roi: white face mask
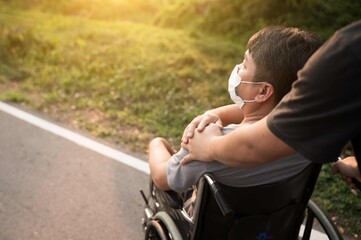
[228,64,264,108]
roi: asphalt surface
[0,105,149,240]
[0,102,354,240]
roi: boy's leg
[148,138,173,190]
[148,137,174,162]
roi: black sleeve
[267,21,361,166]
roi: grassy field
[0,0,361,237]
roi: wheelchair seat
[144,162,342,240]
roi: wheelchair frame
[141,162,343,240]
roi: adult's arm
[181,118,295,168]
[182,104,243,143]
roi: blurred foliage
[0,0,361,236]
[155,0,361,39]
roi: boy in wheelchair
[148,27,321,239]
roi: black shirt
[267,21,361,172]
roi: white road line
[0,102,149,174]
[0,102,328,240]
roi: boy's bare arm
[181,118,295,168]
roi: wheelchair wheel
[302,200,343,240]
[145,220,170,240]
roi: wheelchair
[141,163,343,240]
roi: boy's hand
[181,124,222,165]
[182,113,222,144]
[332,157,361,190]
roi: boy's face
[236,50,258,99]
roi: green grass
[0,0,361,236]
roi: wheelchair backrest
[191,163,321,240]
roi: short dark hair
[247,26,322,104]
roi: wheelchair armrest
[203,173,234,216]
[165,190,183,209]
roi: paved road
[0,102,352,240]
[0,104,148,240]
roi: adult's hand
[332,157,361,189]
[181,124,222,165]
[182,112,222,144]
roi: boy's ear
[255,83,274,102]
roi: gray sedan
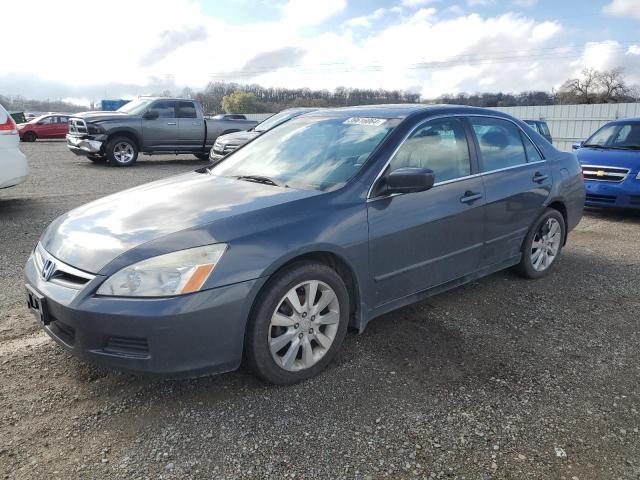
[25,105,584,384]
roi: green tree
[222,92,257,113]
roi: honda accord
[25,105,585,384]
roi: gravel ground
[0,142,640,480]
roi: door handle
[533,172,549,183]
[460,190,482,203]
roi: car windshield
[584,122,640,149]
[253,110,304,132]
[210,117,398,190]
[117,98,153,115]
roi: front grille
[587,193,616,203]
[33,243,94,290]
[582,165,629,183]
[102,337,149,358]
[69,118,89,135]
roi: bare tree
[597,67,631,103]
[558,68,600,103]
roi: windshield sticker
[344,117,387,127]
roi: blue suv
[573,118,640,209]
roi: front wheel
[518,208,566,278]
[245,262,349,385]
[106,137,138,167]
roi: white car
[0,105,29,188]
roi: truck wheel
[22,132,38,142]
[106,137,138,167]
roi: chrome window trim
[367,113,547,202]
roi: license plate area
[25,285,51,325]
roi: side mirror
[142,110,160,120]
[387,167,436,193]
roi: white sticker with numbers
[344,117,387,127]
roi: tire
[105,137,138,167]
[517,208,567,279]
[244,262,350,385]
[22,132,38,142]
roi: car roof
[306,103,513,119]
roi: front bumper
[584,172,640,209]
[25,249,264,376]
[65,134,103,156]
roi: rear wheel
[518,208,566,278]
[245,262,349,385]
[22,132,38,142]
[106,137,138,167]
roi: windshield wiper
[235,175,288,188]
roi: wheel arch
[547,198,569,246]
[250,249,364,331]
[105,130,142,151]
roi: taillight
[0,115,18,135]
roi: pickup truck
[66,97,258,167]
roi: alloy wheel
[113,142,134,163]
[531,218,562,272]
[268,280,340,371]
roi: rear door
[367,117,484,306]
[142,100,180,151]
[177,101,204,150]
[469,116,552,267]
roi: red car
[18,113,69,142]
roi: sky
[0,0,640,104]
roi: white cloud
[513,0,538,8]
[282,0,347,26]
[0,0,640,100]
[402,0,440,8]
[602,0,640,18]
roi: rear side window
[520,133,543,162]
[539,122,551,136]
[178,102,197,118]
[390,118,471,182]
[150,100,176,118]
[469,117,527,172]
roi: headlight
[97,243,227,297]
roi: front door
[178,101,204,150]
[142,100,180,151]
[469,117,552,266]
[367,117,485,306]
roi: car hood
[577,147,640,172]
[74,112,130,122]
[216,131,262,145]
[41,172,321,273]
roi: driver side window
[389,118,471,182]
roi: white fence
[494,103,640,151]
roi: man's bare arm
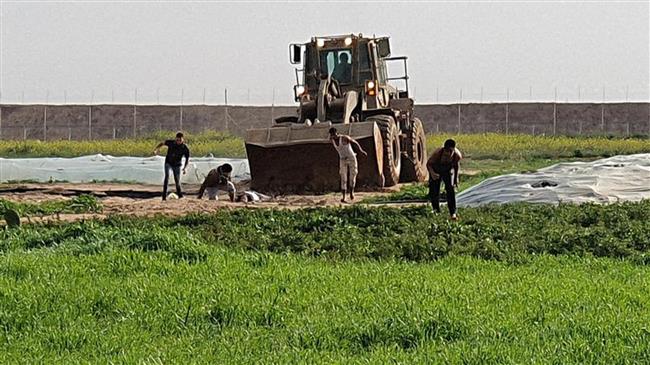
[452,161,460,186]
[153,142,165,155]
[427,155,440,180]
[348,137,368,156]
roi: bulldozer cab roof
[305,33,388,44]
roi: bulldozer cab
[290,35,408,115]
[246,34,427,194]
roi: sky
[0,0,650,105]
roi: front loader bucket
[246,122,384,194]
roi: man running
[329,128,368,203]
[427,139,463,220]
[153,132,190,200]
[198,163,236,202]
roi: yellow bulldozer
[245,34,427,193]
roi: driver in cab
[332,52,352,84]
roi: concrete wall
[0,103,650,140]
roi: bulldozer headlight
[296,85,305,95]
[293,85,307,101]
[366,80,377,96]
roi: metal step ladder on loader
[245,34,427,194]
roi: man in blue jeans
[153,132,190,200]
[427,139,463,220]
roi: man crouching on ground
[329,128,368,203]
[427,139,463,220]
[198,164,236,202]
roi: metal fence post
[600,103,605,134]
[552,87,557,135]
[223,88,230,132]
[504,88,510,134]
[178,89,185,131]
[43,105,47,141]
[88,105,93,140]
[506,103,510,134]
[133,88,138,138]
[458,89,463,134]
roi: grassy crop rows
[0,201,650,264]
[0,132,650,160]
[0,132,246,158]
[0,201,650,364]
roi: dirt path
[0,183,417,225]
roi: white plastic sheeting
[457,153,650,206]
[0,155,250,185]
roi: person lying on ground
[235,190,271,203]
[427,139,463,220]
[153,132,190,200]
[329,128,368,203]
[198,163,237,202]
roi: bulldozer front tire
[400,118,429,182]
[367,115,402,186]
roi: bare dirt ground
[0,183,416,223]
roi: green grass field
[0,135,650,364]
[0,132,650,161]
[0,201,650,364]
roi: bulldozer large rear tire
[366,115,402,186]
[399,118,429,182]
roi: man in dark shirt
[198,163,236,202]
[153,132,190,200]
[427,139,463,220]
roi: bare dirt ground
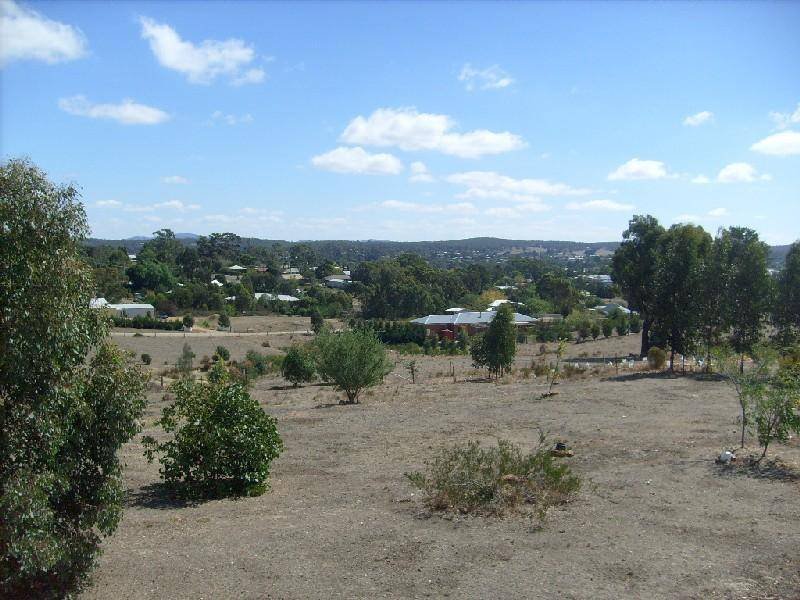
[84,336,800,599]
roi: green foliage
[311,309,325,333]
[406,436,581,517]
[752,365,800,458]
[471,304,517,377]
[175,342,196,377]
[214,346,231,362]
[281,346,317,387]
[647,346,667,369]
[774,242,800,344]
[600,319,614,337]
[0,160,147,598]
[144,362,283,497]
[314,328,392,404]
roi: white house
[105,304,156,319]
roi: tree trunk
[640,319,650,358]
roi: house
[411,310,536,340]
[89,298,108,308]
[254,292,300,302]
[281,267,303,280]
[325,277,352,290]
[590,302,631,317]
[105,304,156,319]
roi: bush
[314,328,392,404]
[143,362,283,497]
[647,346,667,369]
[281,346,317,387]
[406,436,580,516]
[311,309,325,333]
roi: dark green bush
[281,346,317,387]
[406,436,580,516]
[647,346,667,369]
[143,362,283,497]
[314,328,392,404]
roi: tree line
[612,215,800,366]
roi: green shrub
[314,328,392,404]
[406,436,580,516]
[647,346,667,369]
[600,319,614,337]
[281,346,317,387]
[143,362,283,497]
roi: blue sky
[0,0,800,243]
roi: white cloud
[58,95,170,125]
[211,110,255,126]
[311,146,403,175]
[161,175,189,185]
[717,163,772,183]
[769,102,800,129]
[446,171,591,204]
[0,0,87,64]
[139,17,266,85]
[341,108,526,158]
[408,161,435,183]
[683,110,714,127]
[566,200,636,212]
[750,131,800,156]
[379,200,476,214]
[458,63,514,92]
[608,158,668,181]
[122,200,200,212]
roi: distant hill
[87,233,789,267]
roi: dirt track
[79,338,800,599]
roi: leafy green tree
[314,328,392,404]
[281,346,317,387]
[650,224,712,369]
[0,160,147,598]
[611,215,664,356]
[600,319,614,337]
[471,304,517,377]
[773,242,800,344]
[712,227,772,370]
[143,361,283,497]
[175,342,196,377]
[311,308,325,333]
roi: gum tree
[0,160,146,598]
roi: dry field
[84,326,800,600]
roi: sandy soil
[84,336,800,599]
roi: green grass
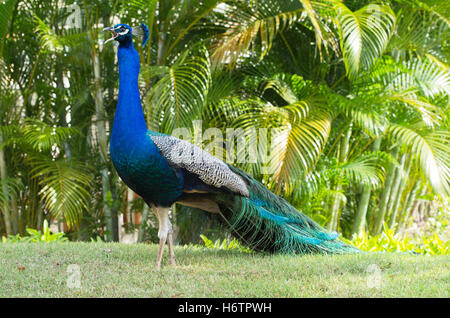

────────

● **Directions**: Rewrite all of the lines above as a numbered list, skipping any blank lines. Leave the pictures out of your answer.

● **Exercise response**:
1. roi: white face mask
2. [228,64,264,108]
3. roi: asphalt surface
4. [0,105,149,240]
5. [0,102,354,240]
6. roi: boy's leg
7. [148,138,173,190]
8. [148,137,174,162]
9. roi: black sleeve
10. [267,21,361,166]
11. roi: grassy field
12. [0,0,361,237]
13. roi: wheelchair seat
14. [144,162,342,240]
15. roi: wheelchair frame
16. [141,162,343,240]
17. roi: adult's arm
18. [181,118,295,168]
19. [182,104,243,143]
20. roi: blurred foliage
21. [0,0,361,236]
22. [155,0,361,39]
23. roi: boy in wheelchair
24. [148,27,321,239]
25. roi: black shirt
26. [267,21,361,172]
27. roi: white road line
28. [0,102,149,174]
29. [0,102,328,240]
30. roi: boy's bare arm
31. [181,118,295,168]
32. roi: wheelchair wheel
33. [302,200,343,240]
34. [145,220,170,240]
35. roi: wheelchair
36. [141,163,343,240]
37. roi: boy's hand
38. [181,124,222,165]
39. [182,113,222,144]
40. [332,157,361,190]
41. roi: boy's face
42. [236,50,258,99]
43. roi: green grass
44. [0,0,361,236]
45. roi: wheelchair backrest
46. [191,163,321,240]
47. roi: short dark hair
48. [247,26,322,104]
49. roi: wheelchair armrest
50. [203,173,234,216]
51. [165,190,183,209]
52. roi: paved road
53. [0,102,352,240]
54. [0,104,148,240]
55. roi: adult's hand
56. [332,157,361,189]
57. [181,124,222,165]
58. [182,112,222,144]
59. roi: boy's ear
60. [255,83,274,102]
61. roi: gray sedan
62. [25,105,584,384]
63. roi: green tree
64. [222,92,257,113]
65. roi: honda accord
66. [25,105,585,384]
67. roi: gravel ground
68. [0,142,640,480]
69. roi: door handle
70. [533,172,549,183]
71. [460,190,482,203]
72. roi: car windshield
73. [584,122,640,149]
74. [253,110,304,132]
75. [210,117,398,190]
76. [117,98,153,115]
77. roi: front grille
78. [587,193,616,203]
79. [33,243,94,290]
80. [582,165,629,183]
81. [102,337,149,358]
82. [69,118,89,135]
83. roi: bare tree
84. [597,67,631,103]
85. [558,68,600,103]
86. roi: windshield sticker
87. [344,117,387,127]
88. roi: blue suv
89. [573,118,640,209]
90. roi: front wheel
91. [518,208,566,278]
92. [245,262,349,385]
93. [106,137,138,167]
94. roi: white car
95. [0,105,29,188]
96. roi: truck wheel
97. [22,132,38,142]
98. [106,137,138,167]
99. roi: chrome window trim
100. [367,113,547,202]
101. roi: license plate area
102. [25,285,51,325]
103. roi: side mirror
104. [142,110,160,120]
105. [387,167,436,193]
106. roi: white sticker with numbers
107. [344,117,387,127]
108. roi: tire
109. [105,137,138,167]
110. [517,208,567,279]
111. [244,262,350,385]
112. [22,132,38,142]
113. roi: car roof
114. [306,103,513,119]
115. roi: front bumper
116. [584,172,640,209]
117. [25,249,264,376]
118. [65,134,103,156]
119. roi: rear wheel
120. [518,208,566,278]
121. [245,262,349,385]
122. [22,132,38,142]
123. [106,137,138,167]
124. roi: windshield wiper
125. [235,175,288,188]
126. roi: wheel arch
127. [547,198,569,246]
128. [250,249,364,331]
129. [105,130,142,151]
130. roi: taillight
131. [0,115,18,135]
132. roi: pickup truck
133. [66,97,258,167]
134. roi: alloy wheel
135. [113,142,134,163]
136. [531,218,562,272]
137. [268,280,340,371]
138. roi: rear door
139. [367,117,484,306]
140. [142,100,180,151]
141. [177,101,204,150]
142. [469,116,552,267]
143. roi: red car
144. [18,113,69,142]
145. roi: sky
146. [0,0,640,104]
147. roi: white cloud
148. [513,0,538,8]
149. [282,0,347,26]
150. [0,0,640,100]
151. [402,0,440,8]
152. [602,0,640,18]
153. roi: rear side window
154. [520,133,543,162]
155. [539,122,551,136]
156. [178,102,197,118]
157. [390,118,471,182]
158. [150,100,176,118]
159. [469,117,527,172]
160. roi: headlight
161. [97,243,227,297]
162. roi: front door
163. [178,101,204,150]
164. [142,100,180,151]
165. [469,117,552,266]
166. [367,117,485,306]
167. roi: car hood
168. [577,147,640,172]
169. [74,112,130,122]
170. [216,131,262,145]
171. [41,172,321,273]
172. roi: driver side window
173. [389,118,471,182]
174. roi: white fence
175. [494,103,640,151]
176. roi: man's bare arm
177. [452,161,460,186]
178. [153,142,165,155]
179. [427,155,440,180]
180. [348,137,368,156]
181. roi: bulldozer cab roof
182. [305,33,388,44]
183. roi: bulldozer cab
184. [290,35,408,115]
185. [246,34,427,194]
186. roi: sky
187. [0,0,650,105]
188. roi: front loader bucket
189. [246,122,384,194]
190. roi: man running
191. [329,128,368,203]
192. [427,139,463,220]
193. [153,132,190,200]
194. [198,163,236,202]
195. roi: yellow bulldozer
196. [245,34,427,193]
197. roi: driver in cab
198. [332,52,352,84]
199. roi: concrete wall
200. [0,103,650,140]
201. roi: bulldozer headlight
202. [296,85,305,95]
203. [293,85,307,101]
204. [366,80,377,96]
205. roi: metal step ladder on loader
206. [245,34,427,194]
207. roi: man in blue jeans
208. [153,132,190,200]
209. [427,139,463,220]
210. roi: man crouching on ground
211. [329,128,368,203]
212. [427,139,463,220]
213. [198,164,236,202]
214. roi: metal fence post
215. [600,103,605,134]
216. [552,87,557,135]
217. [223,88,230,132]
218. [504,88,510,134]
219. [178,89,185,131]
220. [43,105,47,141]
221. [88,105,93,140]
222. [506,103,510,134]
223. [133,88,138,138]
224. [458,89,463,134]
225. roi: grassy crop rows
226. [0,201,650,264]
227. [0,132,650,160]
228. [0,132,246,158]
229. [0,201,650,364]
230. roi: dirt path
231. [0,183,417,225]
232. roi: white plastic sheeting
233. [457,153,650,206]
234. [0,155,250,185]
235. roi: person lying on ground
236. [235,190,271,203]
237. [427,139,463,220]
238. [153,132,190,200]
239. [329,128,368,203]
240. [198,163,237,202]
241. roi: bulldozer front tire
242. [400,118,429,182]
243. [367,115,402,186]
244. roi: bare dirt ground
245. [0,183,416,223]
246. roi: green grass field
247. [0,135,650,364]
248. [0,132,650,161]
249. [0,201,650,364]
250. roi: bulldozer large rear tire
251. [366,115,402,186]
252. [399,118,429,182]
253. roi: man in dark shirt
254. [198,163,236,202]
255. [153,132,190,200]
256. [427,139,463,220]
257. roi: bare dirt ground
258. [84,336,800,599]
259. roi: green foliage
260. [311,309,325,333]
261. [406,436,581,517]
262. [752,365,800,458]
263. [471,304,517,377]
264. [175,342,196,377]
265. [214,346,231,362]
266. [281,346,317,387]
267. [647,346,667,369]
268. [774,242,800,344]
269. [600,319,614,337]
270. [0,160,147,598]
271. [144,362,283,497]
272. [314,328,392,404]
273. roi: white house
274. [105,304,156,319]
275. roi: tree trunk
276. [640,319,650,358]
277. roi: house
278. [411,310,536,340]
279. [89,298,108,308]
280. [254,292,300,302]
281. [281,267,303,280]
282. [325,277,352,290]
283. [590,302,631,317]
284. [105,304,156,319]
285. roi: bush
286. [314,328,392,404]
287. [143,362,283,497]
288. [647,346,667,369]
289. [281,346,317,387]
290. [406,436,580,516]
291. [311,309,325,333]
292. roi: dark green bush
293. [281,346,317,387]
294. [406,436,580,516]
295. [647,346,667,369]
296. [143,362,283,497]
297. [314,328,392,404]
298. roi: tree line
299. [612,215,800,366]
300. roi: green shrub
301. [314,328,392,404]
302. [406,436,580,516]
303. [647,346,667,369]
304. [600,319,614,337]
305. [281,346,317,387]
306. [143,362,283,497]
307. roi: blue sky
308. [0,0,800,243]
309. roi: white cloud
310. [58,95,170,125]
311. [211,110,255,126]
312. [311,146,403,175]
313. [161,175,189,185]
314. [717,163,772,183]
315. [769,102,800,129]
316. [446,171,591,204]
317. [0,0,87,64]
318. [139,17,266,85]
319. [341,108,526,158]
320. [408,161,435,183]
321. [683,110,714,127]
322. [566,200,636,212]
323. [750,131,800,156]
324. [379,200,476,214]
325. [458,63,514,92]
326. [608,158,668,181]
327. [122,200,200,212]
328. roi: distant hill
329. [87,233,789,267]
330. roi: dirt track
331. [79,338,800,599]
332. roi: leafy green tree
333. [314,328,392,404]
334. [281,346,317,387]
335. [650,224,712,369]
336. [0,160,147,598]
337. [611,215,664,356]
338. [600,319,614,337]
339. [471,304,517,377]
340. [773,242,800,344]
341. [712,227,772,370]
342. [143,361,283,497]
343. [175,342,196,377]
344. [311,308,325,333]
345. roi: gum tree
346. [0,160,146,598]
347. roi: dry field
348. [84,326,800,600]
349. roi: sandy soil
350. [84,336,800,599]
351. roi: green grass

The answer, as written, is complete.